<<<<
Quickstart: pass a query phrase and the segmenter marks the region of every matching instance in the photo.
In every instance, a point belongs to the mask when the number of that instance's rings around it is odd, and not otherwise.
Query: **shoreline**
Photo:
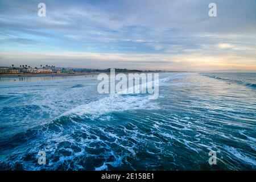
[[[98,74],[95,73],[22,73],[22,74],[1,74],[0,77],[46,77],[46,76],[83,76]]]
[[[117,72],[118,73],[118,72]],[[136,72],[127,72],[125,73],[133,73]],[[155,72],[138,72],[138,73],[159,73]],[[163,72],[162,72],[163,73]],[[100,73],[106,73],[109,74],[109,72],[84,72],[84,73],[16,73],[16,74],[0,74],[0,78],[1,77],[17,77],[17,78],[22,78],[22,77],[46,77],[46,76],[84,76],[84,75],[98,75]]]

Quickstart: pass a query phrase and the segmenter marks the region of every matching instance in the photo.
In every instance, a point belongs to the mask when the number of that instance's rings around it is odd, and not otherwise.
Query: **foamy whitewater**
[[[154,100],[100,94],[95,76],[1,77],[0,169],[256,169],[255,73],[159,78]]]

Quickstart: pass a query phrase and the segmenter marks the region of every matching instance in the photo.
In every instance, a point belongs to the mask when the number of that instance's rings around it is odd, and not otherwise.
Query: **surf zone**
[[[100,94],[148,94],[148,99],[156,100],[159,97],[159,73],[137,73],[115,75],[115,69],[110,69],[110,74],[100,73],[97,86]]]

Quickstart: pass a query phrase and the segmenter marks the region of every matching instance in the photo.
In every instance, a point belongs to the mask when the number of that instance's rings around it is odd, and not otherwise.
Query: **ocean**
[[[1,77],[0,170],[256,169],[256,73],[159,78],[152,100],[96,76]]]

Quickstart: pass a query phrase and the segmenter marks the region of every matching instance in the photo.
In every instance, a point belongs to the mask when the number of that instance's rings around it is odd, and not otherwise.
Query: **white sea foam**
[[[178,74],[177,74],[178,75]],[[175,75],[171,75],[159,80],[159,85],[174,78]],[[142,85],[146,86],[146,85]],[[135,86],[135,89],[139,89]],[[83,116],[90,115],[90,118],[98,118],[104,114],[137,109],[159,109],[157,103],[148,99],[147,96],[142,94],[110,94],[100,100],[91,102],[75,107],[64,113],[63,115],[74,115]]]

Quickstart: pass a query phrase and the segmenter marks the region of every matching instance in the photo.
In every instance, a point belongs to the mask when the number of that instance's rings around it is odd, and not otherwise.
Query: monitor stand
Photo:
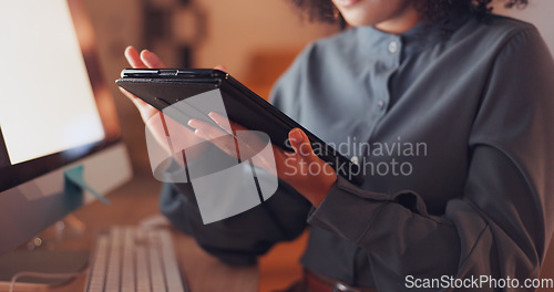
[[[20,272],[75,273],[84,271],[90,258],[89,250],[58,248],[63,240],[81,237],[83,231],[84,225],[69,215],[20,248],[0,257],[0,288],[9,286],[12,277]],[[25,291],[41,291],[45,285],[59,285],[70,280],[72,279],[21,277],[17,283],[18,286],[24,285]]]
>>>>
Aim.
Rewrite the lines above, from the first line through the line containing "[[[1,77],[0,170],[256,169],[256,73],[159,78],[152,100],[96,76]]]", substituting "labeler" for "segmenter" and leaving everything else unchanged. Omit the pictures.

Result of the task.
Quickstart: pass a query phrase and the labeler marks the region of every matching instance in the photo.
In every instance, a point belongs to the mask when the number of that instance's rings around it is odd, and not otherwise.
Query: **shoreline**
Photo:
[[[98,74],[95,73],[22,73],[22,74],[1,74],[0,77],[46,77],[46,76],[83,76]]]
[[[117,72],[118,73],[118,72]],[[136,72],[127,72],[125,73],[133,73]],[[155,72],[138,72],[138,73],[159,73]],[[163,72],[162,72],[163,73]],[[100,73],[106,73],[109,74],[109,72],[84,72],[84,73],[16,73],[16,74],[0,74],[0,78],[1,77],[17,77],[17,78],[22,78],[22,77],[46,77],[46,76],[84,76],[84,75],[98,75]]]

Quickstart: pass a query phrase and the labeler marks the region of every matching instance in the photo.
In every instance, a point belongs to the mask when the number of that instance's rings around it is odd, and not otherwise.
Query: **foamy whitewater**
[[[154,100],[100,94],[95,76],[1,77],[0,169],[256,169],[255,73],[159,78]]]

Quickstart: pass a query phrase and the labeler marks the region of every matching instance in the photo.
In every instance, a point belongs to the mask when the number of that instance's rings around it is odd, and not otherwise.
Query: **surf zone**
[[[100,94],[148,94],[148,99],[156,100],[159,97],[159,73],[137,73],[115,75],[115,69],[110,69],[110,74],[100,73],[97,86]]]

Quickstart: pass a query phrase and the labeler marks the region of every matching instance in the photo.
In every instance, a point belongs to the mask when the number of that instance's rings around it is odd, and not otherwise.
Query: **ocean**
[[[1,77],[0,170],[256,169],[256,73],[159,78],[152,100],[96,76]]]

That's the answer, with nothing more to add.